Exercise objective
Write out precisely the lines beginning with the line that contains "man wearing sunglasses." and ending with the last line of the entries, and no other lines.
----
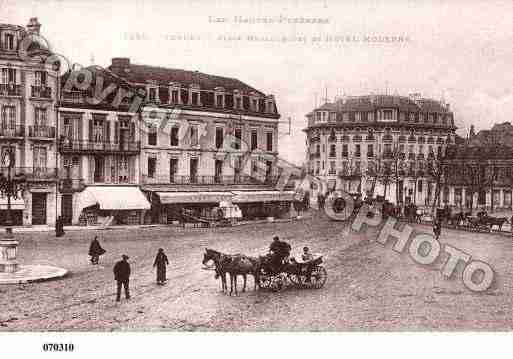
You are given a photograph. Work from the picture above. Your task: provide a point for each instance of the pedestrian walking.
(122, 276)
(59, 227)
(437, 228)
(95, 251)
(161, 262)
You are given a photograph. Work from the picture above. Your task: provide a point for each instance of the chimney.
(120, 65)
(33, 26)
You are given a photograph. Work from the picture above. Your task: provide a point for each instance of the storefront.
(110, 205)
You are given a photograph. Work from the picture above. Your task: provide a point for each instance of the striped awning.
(262, 196)
(193, 197)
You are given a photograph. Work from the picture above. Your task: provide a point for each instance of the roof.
(373, 102)
(140, 74)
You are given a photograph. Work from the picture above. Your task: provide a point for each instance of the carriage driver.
(280, 250)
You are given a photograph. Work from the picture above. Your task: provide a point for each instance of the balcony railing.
(32, 173)
(41, 92)
(42, 131)
(74, 146)
(209, 180)
(12, 131)
(10, 90)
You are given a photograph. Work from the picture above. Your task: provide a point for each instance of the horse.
(495, 221)
(236, 264)
(220, 261)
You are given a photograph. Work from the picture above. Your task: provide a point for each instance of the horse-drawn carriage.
(309, 274)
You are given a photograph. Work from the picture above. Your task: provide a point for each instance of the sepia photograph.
(255, 166)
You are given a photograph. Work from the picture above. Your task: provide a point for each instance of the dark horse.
(236, 264)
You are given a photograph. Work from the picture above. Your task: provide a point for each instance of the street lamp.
(10, 187)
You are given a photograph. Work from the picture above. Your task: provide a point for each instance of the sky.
(459, 51)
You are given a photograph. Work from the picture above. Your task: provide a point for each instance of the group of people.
(122, 270)
(280, 254)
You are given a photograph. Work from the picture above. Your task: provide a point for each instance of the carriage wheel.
(277, 283)
(265, 281)
(319, 277)
(297, 279)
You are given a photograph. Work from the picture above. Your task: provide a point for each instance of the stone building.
(478, 173)
(99, 150)
(205, 139)
(379, 145)
(28, 93)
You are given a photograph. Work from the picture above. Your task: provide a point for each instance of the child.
(307, 256)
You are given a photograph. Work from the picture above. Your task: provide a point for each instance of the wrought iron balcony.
(12, 131)
(10, 89)
(33, 173)
(77, 146)
(209, 180)
(42, 132)
(41, 92)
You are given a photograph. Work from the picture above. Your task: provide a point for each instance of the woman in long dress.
(161, 262)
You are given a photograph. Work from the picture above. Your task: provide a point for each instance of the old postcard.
(255, 166)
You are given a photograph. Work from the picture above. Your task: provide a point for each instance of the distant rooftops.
(412, 103)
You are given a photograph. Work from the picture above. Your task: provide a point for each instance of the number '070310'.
(58, 347)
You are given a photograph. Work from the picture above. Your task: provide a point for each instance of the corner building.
(351, 141)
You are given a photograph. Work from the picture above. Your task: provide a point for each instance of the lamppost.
(10, 187)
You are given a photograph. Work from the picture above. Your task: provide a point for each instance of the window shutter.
(91, 129)
(116, 132)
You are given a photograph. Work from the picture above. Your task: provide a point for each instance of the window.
(152, 94)
(238, 137)
(332, 151)
(370, 151)
(173, 141)
(9, 41)
(40, 157)
(219, 137)
(195, 99)
(219, 100)
(387, 115)
(173, 169)
(40, 117)
(269, 145)
(194, 136)
(152, 167)
(254, 140)
(174, 96)
(344, 150)
(9, 117)
(40, 78)
(152, 135)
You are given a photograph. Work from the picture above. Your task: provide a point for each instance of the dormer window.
(152, 94)
(174, 96)
(195, 99)
(9, 41)
(219, 101)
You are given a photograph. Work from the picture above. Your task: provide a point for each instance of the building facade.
(379, 145)
(478, 173)
(99, 151)
(28, 97)
(205, 139)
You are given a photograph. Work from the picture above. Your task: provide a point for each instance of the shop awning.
(16, 204)
(111, 198)
(193, 197)
(262, 196)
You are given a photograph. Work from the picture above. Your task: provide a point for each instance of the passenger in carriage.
(280, 250)
(307, 256)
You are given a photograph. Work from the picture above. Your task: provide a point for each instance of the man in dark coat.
(95, 251)
(160, 262)
(280, 250)
(122, 276)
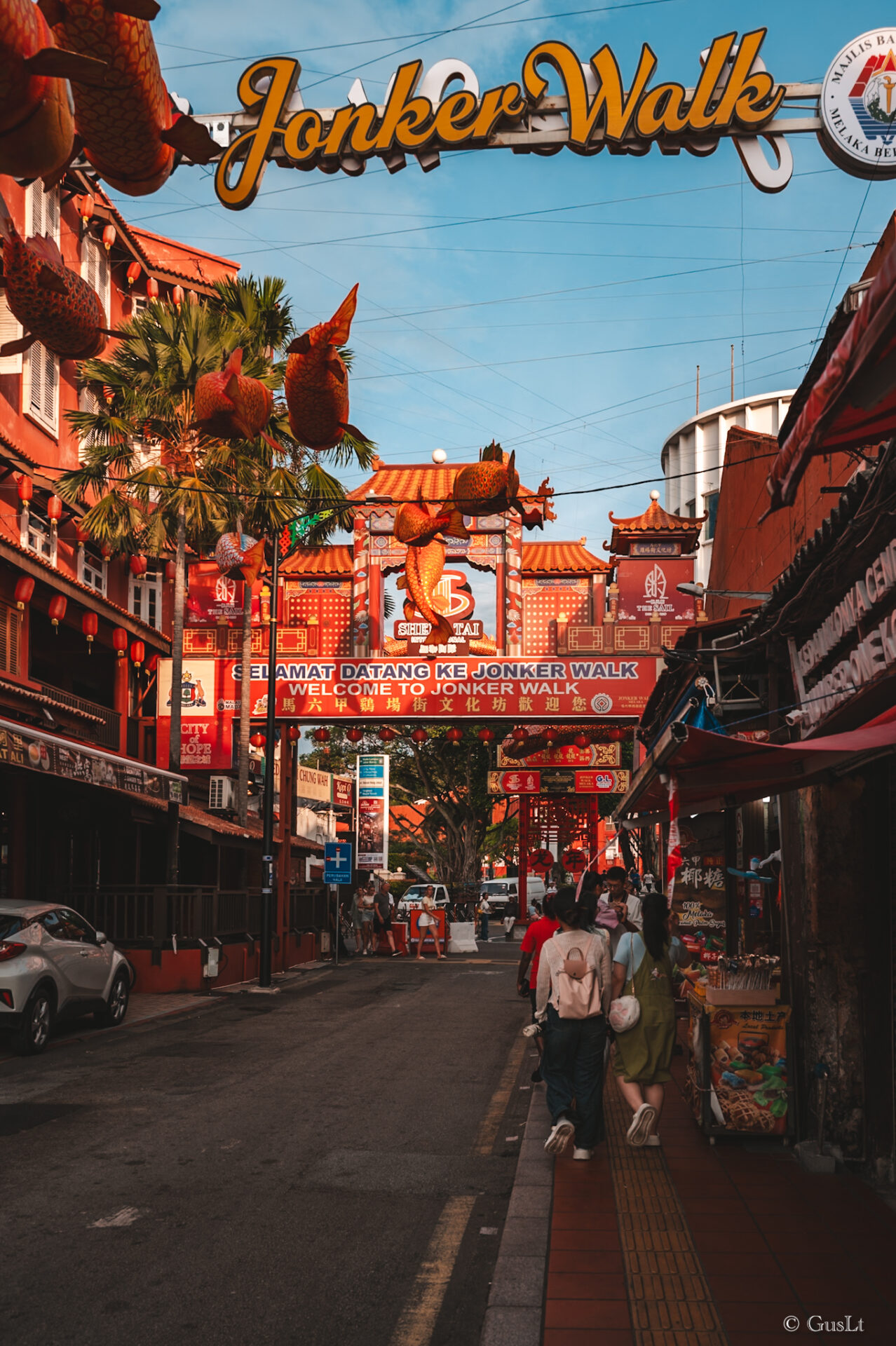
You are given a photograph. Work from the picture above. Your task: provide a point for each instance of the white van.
(501, 892)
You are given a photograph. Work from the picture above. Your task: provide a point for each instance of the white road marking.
(123, 1217)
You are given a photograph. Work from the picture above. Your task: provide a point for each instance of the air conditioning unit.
(222, 793)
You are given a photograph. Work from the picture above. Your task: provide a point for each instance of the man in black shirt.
(382, 918)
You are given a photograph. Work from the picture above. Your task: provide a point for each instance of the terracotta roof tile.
(656, 520)
(319, 560)
(562, 559)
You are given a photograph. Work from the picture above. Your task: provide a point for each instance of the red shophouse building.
(83, 804)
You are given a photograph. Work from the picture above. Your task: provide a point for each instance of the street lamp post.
(266, 844)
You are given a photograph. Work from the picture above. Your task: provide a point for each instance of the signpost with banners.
(373, 810)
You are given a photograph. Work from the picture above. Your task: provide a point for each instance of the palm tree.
(193, 489)
(196, 488)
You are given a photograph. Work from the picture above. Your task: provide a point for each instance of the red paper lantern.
(25, 589)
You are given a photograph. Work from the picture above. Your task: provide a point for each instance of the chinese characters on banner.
(700, 883)
(373, 812)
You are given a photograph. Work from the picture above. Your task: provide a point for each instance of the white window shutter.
(10, 330)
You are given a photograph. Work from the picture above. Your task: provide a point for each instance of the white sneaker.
(559, 1138)
(642, 1124)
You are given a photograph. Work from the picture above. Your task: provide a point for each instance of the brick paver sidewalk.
(693, 1244)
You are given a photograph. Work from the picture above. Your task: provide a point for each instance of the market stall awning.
(714, 770)
(855, 400)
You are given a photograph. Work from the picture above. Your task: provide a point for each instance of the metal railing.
(101, 730)
(152, 914)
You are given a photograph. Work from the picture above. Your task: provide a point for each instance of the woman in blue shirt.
(644, 1054)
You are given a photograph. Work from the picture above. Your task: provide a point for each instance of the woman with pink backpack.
(571, 1006)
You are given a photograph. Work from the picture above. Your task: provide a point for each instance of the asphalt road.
(280, 1169)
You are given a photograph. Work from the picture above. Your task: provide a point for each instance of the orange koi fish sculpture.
(240, 557)
(232, 405)
(53, 304)
(36, 127)
(491, 487)
(130, 127)
(426, 560)
(316, 383)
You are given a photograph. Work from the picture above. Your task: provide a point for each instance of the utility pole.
(266, 844)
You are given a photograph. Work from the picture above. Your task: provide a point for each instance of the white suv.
(54, 965)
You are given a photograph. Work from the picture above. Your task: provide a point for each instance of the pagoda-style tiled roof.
(319, 560)
(431, 482)
(656, 524)
(562, 559)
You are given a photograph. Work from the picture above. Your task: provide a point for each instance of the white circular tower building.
(692, 459)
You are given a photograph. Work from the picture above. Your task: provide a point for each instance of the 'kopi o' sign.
(559, 101)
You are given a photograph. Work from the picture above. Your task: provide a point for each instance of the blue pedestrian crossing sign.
(337, 862)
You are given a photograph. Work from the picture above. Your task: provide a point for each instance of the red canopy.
(855, 400)
(714, 770)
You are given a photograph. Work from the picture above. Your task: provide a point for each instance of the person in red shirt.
(531, 951)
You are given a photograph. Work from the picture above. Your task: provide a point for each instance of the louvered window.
(10, 626)
(93, 570)
(42, 369)
(10, 330)
(146, 595)
(42, 387)
(95, 269)
(42, 212)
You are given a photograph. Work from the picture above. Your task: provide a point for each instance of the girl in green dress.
(644, 1054)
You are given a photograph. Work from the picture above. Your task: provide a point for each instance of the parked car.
(54, 965)
(501, 892)
(412, 897)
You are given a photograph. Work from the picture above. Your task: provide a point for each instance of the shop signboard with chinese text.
(698, 897)
(373, 810)
(45, 753)
(525, 781)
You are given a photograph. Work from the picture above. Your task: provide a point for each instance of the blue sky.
(644, 268)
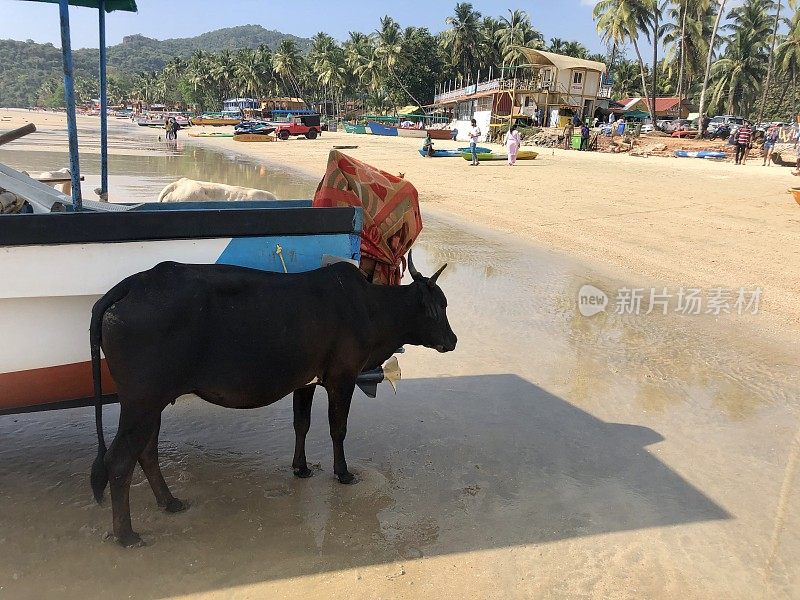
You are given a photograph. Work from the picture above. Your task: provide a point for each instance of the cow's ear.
(435, 276)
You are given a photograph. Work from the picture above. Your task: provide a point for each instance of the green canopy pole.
(69, 100)
(103, 105)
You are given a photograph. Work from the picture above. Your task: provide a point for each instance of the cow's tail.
(99, 477)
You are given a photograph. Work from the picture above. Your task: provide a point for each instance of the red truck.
(307, 125)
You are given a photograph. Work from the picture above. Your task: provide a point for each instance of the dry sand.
(550, 456)
(667, 221)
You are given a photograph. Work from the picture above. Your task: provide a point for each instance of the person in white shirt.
(474, 138)
(513, 142)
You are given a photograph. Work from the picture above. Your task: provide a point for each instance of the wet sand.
(552, 455)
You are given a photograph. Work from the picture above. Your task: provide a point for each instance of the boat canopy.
(108, 5)
(102, 6)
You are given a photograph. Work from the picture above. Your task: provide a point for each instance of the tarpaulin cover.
(392, 220)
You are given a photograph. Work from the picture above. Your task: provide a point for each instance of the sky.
(20, 20)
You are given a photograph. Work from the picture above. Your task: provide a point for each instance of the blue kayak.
(456, 152)
(699, 154)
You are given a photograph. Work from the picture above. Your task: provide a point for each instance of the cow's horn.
(414, 273)
(435, 276)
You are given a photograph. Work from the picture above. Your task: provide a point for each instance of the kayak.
(521, 155)
(698, 154)
(454, 153)
(210, 134)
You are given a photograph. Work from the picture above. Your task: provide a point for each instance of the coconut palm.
(739, 73)
(720, 11)
(462, 41)
(787, 57)
(287, 64)
(778, 5)
(619, 21)
(556, 45)
(515, 32)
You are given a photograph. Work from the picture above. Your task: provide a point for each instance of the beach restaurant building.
(556, 88)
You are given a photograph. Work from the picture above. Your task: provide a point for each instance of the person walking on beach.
(743, 138)
(585, 136)
(513, 142)
(769, 145)
(474, 138)
(569, 128)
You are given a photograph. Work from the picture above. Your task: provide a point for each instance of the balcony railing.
(497, 85)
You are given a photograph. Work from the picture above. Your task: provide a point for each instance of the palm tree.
(720, 12)
(778, 4)
(463, 40)
(515, 32)
(621, 20)
(738, 75)
(556, 45)
(788, 54)
(287, 64)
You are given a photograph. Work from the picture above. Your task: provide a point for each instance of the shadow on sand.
(450, 465)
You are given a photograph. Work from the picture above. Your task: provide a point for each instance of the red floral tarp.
(391, 211)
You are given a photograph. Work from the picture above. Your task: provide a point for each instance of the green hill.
(26, 65)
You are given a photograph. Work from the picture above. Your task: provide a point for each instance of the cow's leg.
(301, 400)
(149, 463)
(135, 429)
(339, 396)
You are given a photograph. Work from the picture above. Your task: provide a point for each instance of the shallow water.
(627, 456)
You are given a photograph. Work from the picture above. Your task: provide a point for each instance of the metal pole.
(69, 100)
(103, 105)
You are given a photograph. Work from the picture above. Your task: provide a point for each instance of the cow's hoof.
(303, 472)
(347, 478)
(176, 505)
(131, 540)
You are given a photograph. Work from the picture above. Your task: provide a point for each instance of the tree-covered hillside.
(27, 65)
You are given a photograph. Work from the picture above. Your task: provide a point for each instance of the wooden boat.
(699, 154)
(380, 129)
(453, 153)
(253, 137)
(440, 134)
(210, 134)
(216, 119)
(355, 128)
(411, 132)
(488, 156)
(56, 265)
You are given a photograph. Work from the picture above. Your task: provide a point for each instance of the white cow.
(188, 189)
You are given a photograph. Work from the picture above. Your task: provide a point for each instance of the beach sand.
(669, 222)
(550, 456)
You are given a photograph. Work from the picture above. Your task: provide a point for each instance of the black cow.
(244, 338)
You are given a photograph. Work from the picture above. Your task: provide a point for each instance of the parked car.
(720, 120)
(684, 132)
(307, 125)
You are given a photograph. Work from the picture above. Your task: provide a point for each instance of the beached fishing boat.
(354, 128)
(380, 129)
(453, 153)
(253, 137)
(488, 156)
(210, 134)
(217, 119)
(63, 253)
(411, 132)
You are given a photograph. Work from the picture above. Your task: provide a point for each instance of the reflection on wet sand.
(551, 454)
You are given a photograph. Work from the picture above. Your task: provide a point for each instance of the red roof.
(662, 104)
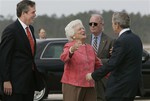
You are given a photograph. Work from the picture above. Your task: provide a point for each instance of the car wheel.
(39, 96)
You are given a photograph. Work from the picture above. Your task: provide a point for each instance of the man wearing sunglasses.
(103, 49)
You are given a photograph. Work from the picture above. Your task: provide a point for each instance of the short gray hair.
(122, 18)
(69, 29)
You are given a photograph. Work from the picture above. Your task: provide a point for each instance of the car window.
(53, 50)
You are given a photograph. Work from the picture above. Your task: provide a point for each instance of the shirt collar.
(96, 36)
(124, 30)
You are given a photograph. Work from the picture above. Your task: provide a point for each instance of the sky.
(67, 7)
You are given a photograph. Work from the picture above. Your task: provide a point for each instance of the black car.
(48, 62)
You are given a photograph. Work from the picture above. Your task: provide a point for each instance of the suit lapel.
(24, 36)
(102, 44)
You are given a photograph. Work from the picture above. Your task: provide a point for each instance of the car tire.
(39, 96)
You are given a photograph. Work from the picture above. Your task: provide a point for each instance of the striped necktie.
(95, 44)
(30, 39)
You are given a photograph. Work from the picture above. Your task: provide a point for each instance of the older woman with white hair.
(80, 59)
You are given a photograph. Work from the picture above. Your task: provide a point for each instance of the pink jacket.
(83, 61)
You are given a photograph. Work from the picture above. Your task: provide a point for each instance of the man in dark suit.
(124, 64)
(104, 46)
(17, 55)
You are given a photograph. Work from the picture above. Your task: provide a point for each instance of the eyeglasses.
----
Answer in full
You are given a photograph. Work from the picture above. Your task: provide a point for each instance of the man wearing sunglasses.
(103, 49)
You are given a photograph. Work from the picture above. Your task: provide a point for each instance of the short gray hair.
(122, 18)
(69, 29)
You are given a photograph. Work from the picture above. Your task: provide a point for each instance of the car window.
(53, 50)
You are given a photograph. Work from the picture above. Your task: provide a point for each instance of the shirt collar.
(96, 36)
(124, 30)
You are given a photograph. Work from the picture above. Your task: provide a point for each instance of the sky.
(67, 7)
You are given a photograph. Work from the picture above. Your task: provide a point for each instance of the black car.
(48, 62)
You are given a photograph. Work from the picture above. Your task: provide a point for each instance of the suit lapel.
(24, 36)
(102, 44)
You are given a photograph. Work from the picture above. Your task: provide a point for each instance of the car tire.
(39, 96)
You are given a photograph. Work from the picture above. Your task: provide a point for each instance of the striped necktie.
(95, 44)
(30, 39)
You are given a photograph. Work from the picture above. Your task: provide a point for each instance of the older woman with white hair.
(80, 59)
You are given a photograph. Work from the picture above. Your task: provide a point for each instance of the pink jacket.
(83, 61)
You are given a photograph. Work from the picture above. Your task: provide a point for each instance of the man in dark suit.
(124, 64)
(104, 46)
(17, 55)
You are given a photograph. Work from the picture above. Your task: provide a point for each instance of the eyeglasses.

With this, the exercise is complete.